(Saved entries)
- - - - -
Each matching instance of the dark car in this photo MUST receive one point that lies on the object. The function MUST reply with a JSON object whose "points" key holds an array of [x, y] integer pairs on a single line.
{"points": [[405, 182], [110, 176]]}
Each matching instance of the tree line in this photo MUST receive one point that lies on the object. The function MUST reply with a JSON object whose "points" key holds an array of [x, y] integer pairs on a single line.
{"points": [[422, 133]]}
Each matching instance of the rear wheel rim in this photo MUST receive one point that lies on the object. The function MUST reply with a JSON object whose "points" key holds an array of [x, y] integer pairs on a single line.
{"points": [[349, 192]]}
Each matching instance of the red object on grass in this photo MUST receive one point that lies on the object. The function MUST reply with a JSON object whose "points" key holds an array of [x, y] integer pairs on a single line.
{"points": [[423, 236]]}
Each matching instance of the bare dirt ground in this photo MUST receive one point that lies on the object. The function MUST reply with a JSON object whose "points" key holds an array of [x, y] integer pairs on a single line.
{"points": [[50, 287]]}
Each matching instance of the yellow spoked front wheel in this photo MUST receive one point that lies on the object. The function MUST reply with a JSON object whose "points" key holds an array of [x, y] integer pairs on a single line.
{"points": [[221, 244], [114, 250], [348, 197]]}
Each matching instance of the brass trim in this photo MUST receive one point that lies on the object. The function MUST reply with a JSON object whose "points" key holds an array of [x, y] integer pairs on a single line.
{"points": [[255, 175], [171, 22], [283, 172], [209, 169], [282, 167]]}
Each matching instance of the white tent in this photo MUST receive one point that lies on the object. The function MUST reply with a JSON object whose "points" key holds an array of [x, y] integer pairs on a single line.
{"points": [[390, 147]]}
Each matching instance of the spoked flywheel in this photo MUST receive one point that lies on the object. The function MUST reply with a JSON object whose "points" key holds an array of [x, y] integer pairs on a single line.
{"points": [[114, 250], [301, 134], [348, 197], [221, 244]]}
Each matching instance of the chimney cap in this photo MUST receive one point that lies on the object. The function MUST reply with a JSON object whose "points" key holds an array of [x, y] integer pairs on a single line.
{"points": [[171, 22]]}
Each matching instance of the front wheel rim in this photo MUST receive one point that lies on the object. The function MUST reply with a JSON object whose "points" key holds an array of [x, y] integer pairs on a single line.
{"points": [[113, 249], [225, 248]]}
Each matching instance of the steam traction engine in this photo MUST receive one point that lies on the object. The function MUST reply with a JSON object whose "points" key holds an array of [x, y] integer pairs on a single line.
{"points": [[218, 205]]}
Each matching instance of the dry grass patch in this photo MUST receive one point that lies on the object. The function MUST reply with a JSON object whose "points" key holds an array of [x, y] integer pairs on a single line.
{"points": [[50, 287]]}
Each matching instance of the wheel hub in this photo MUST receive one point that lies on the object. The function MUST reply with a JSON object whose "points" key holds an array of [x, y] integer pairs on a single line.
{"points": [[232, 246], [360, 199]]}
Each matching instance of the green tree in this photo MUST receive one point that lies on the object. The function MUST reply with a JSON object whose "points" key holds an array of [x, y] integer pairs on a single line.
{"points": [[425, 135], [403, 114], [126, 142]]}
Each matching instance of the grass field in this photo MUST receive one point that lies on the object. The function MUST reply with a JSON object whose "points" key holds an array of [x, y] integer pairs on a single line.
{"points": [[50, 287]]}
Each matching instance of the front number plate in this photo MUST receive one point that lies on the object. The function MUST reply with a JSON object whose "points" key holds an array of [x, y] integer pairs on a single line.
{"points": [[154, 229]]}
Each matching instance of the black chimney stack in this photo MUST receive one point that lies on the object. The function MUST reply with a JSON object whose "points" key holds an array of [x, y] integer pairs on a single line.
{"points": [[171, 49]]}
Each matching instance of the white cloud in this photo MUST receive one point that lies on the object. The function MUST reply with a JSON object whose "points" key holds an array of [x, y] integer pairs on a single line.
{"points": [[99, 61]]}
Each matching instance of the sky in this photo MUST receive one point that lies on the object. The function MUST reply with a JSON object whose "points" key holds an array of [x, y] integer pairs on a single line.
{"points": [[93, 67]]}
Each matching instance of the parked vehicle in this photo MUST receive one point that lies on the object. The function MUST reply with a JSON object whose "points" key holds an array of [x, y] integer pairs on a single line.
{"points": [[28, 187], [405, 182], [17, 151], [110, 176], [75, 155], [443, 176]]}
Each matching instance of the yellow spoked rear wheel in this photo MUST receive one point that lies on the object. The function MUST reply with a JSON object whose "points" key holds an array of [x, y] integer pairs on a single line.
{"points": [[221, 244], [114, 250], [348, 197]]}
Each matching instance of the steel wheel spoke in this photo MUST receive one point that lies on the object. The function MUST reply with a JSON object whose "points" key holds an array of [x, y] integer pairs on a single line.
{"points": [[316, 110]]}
- - - - -
= TASK ITEM =
The answer is the data above, retyped exactly in full.

= ANSWER FOR THIS EXERCISE =
Each matching instance of the dark car in this photo MUST receive one point that lies on the object. The function MUST reply with a JSON object whose "points" key holds an array of [x, y] integer pairs on a single line.
{"points": [[405, 182], [110, 176]]}
Each matching instance of the tree line in this photo MUST receive one point that lies on the object. The function MUST reply with a JSON object whose "points" key holds an array of [x, y] integer pairs on a single line.
{"points": [[422, 133]]}
Each matching instance of the rear wheel rim in this photo MUST receive one point that lies on the object. The function MUST reply with a JSON object whose "points" key holds an array of [x, y] integer pairs on a single line.
{"points": [[349, 192]]}
Each matching instance of the red object on grass in this photo MUST receive one point that lies on the object. The function MUST reply with a JSON object whose "points" key holds an array of [x, y] integer pairs on a single line.
{"points": [[423, 236]]}
Each matching instance of the bare dirt ground in this photo MUST receive one point that lies on the object. The function MUST reply with a JSON object whose "points" key holds an array of [x, y] integer pairs on a single line.
{"points": [[50, 287]]}
Each matching instance of the yellow spoked front wheel in this photo MUST receive one point that lies on the object. The function MUST reply with a JSON object whose "points" key holds an array of [x, y] integer pairs on a single line.
{"points": [[221, 244], [114, 250], [348, 197]]}
Each matching instance of the brass trim in this photo MUST receive one point that lies on the object. The function MUST reply with a JSON object whose "points" key holds an array of [x, y] integer pairs on a single line.
{"points": [[255, 175], [171, 22], [283, 172], [209, 169], [282, 167]]}
Each matching instance of the white tent in this photo MUST receive one point that lies on the object. The function MUST reply with a JSON object whose "points" key holds an array of [x, y] integer pairs on a single line.
{"points": [[390, 147]]}
Each matching instance of the spoked flywheel in this photo MUST receive one point that lies on the object. The function MUST reply with a JSON object whose "points" key holds an array of [x, y] integer pairs on a single line.
{"points": [[114, 250], [301, 134], [348, 197], [221, 244]]}
Each matching instance of the chimney cap in this photo MUST receive one point that lies on the object. The function MUST reply with a JSON object whose "points" key holds an array of [x, y] integer pairs on a single line.
{"points": [[171, 22]]}
Each matching instance of the front wheel rim in this photo MUST receive one point that lies on the object. The function MUST reply with a JSON object whose "points" key holds an array of [x, y] integer pairs on a single line.
{"points": [[113, 249], [225, 248]]}
Each matching instance of the steam traction engine in this photo MUST receive one point that lies on the object. The function MUST reply with a JSON object whose "points" key holds an array of [x, y] integer pairs on a single line.
{"points": [[218, 205]]}
Each matching instance of the dry grass patch in this photo MUST receive one point that lies on the object. The function MUST reply with a JSON object whose "points" key holds an array of [x, y] integer pairs on a single line.
{"points": [[50, 287]]}
Each matching instance of the wheel hub in this photo MUST receive one point that lies on the object. The function MUST reply with a JSON object whose "points" key holds an array of [x, y] integer pairs on a single line.
{"points": [[232, 246], [360, 199]]}
Each matching instance of the green tree in this photo MUST receive one point that lies on the object. The function MUST reply with a JSON object whose "points" key holds an array of [x, y] integer pairs on a single line.
{"points": [[425, 135], [403, 114], [126, 142]]}
Each matching instance of the grass field in this photo MUST receive one point that lies on the object. The function MUST reply with a JSON object whose "points" key holds an array of [x, y] integer pairs on a single line.
{"points": [[50, 287]]}
Each matching instance of the front number plate in this photo MUST receive one point that lies on the object. The function MUST reply with a JSON object whose "points" key holds an array of [x, y] integer pairs on a single line.
{"points": [[154, 229]]}
Each matching instance of the black chimney stack in this photo MUST receive one point that lies on the object. The function MUST reply with a JSON object whose "points" key holds an array of [x, y] integer pairs on a single line.
{"points": [[171, 49]]}
Each matching instance of the white cloud in this photo MUST receive one point that lies on the object. The function MUST reply with a JSON object whose "points" key holds an array of [x, y] integer pairs on a single line.
{"points": [[99, 61]]}
Each matching instance of the sky in this photo MUST receive one point that lies on the object. The function MUST reply with a JSON object whose "points" key holds an array of [x, y] integer pairs on a single line.
{"points": [[93, 67]]}
Each matching instance of the parked vehicle in this photo MUST receive one point that lies on the object. The function MUST reply with a JSON object whose "points" key holds an array of [x, y] integer pairs on a single line.
{"points": [[28, 187], [405, 182], [17, 151], [110, 176], [75, 155], [443, 176]]}
Each matching instance of the yellow spoked rear wheel in this photo MUST receive one point that lies on the object. The function MUST reply with a JSON object whose "points" key holds an array of [x, y] integer pairs on a single line.
{"points": [[221, 244], [114, 250], [348, 197]]}
Each matching instance of the steel wheel spoke in this photo MUST receive one point that lies on the object. The function MUST reply with a JSON object whose "points" key holds an array of [x, y] integer pairs on a single line.
{"points": [[316, 110]]}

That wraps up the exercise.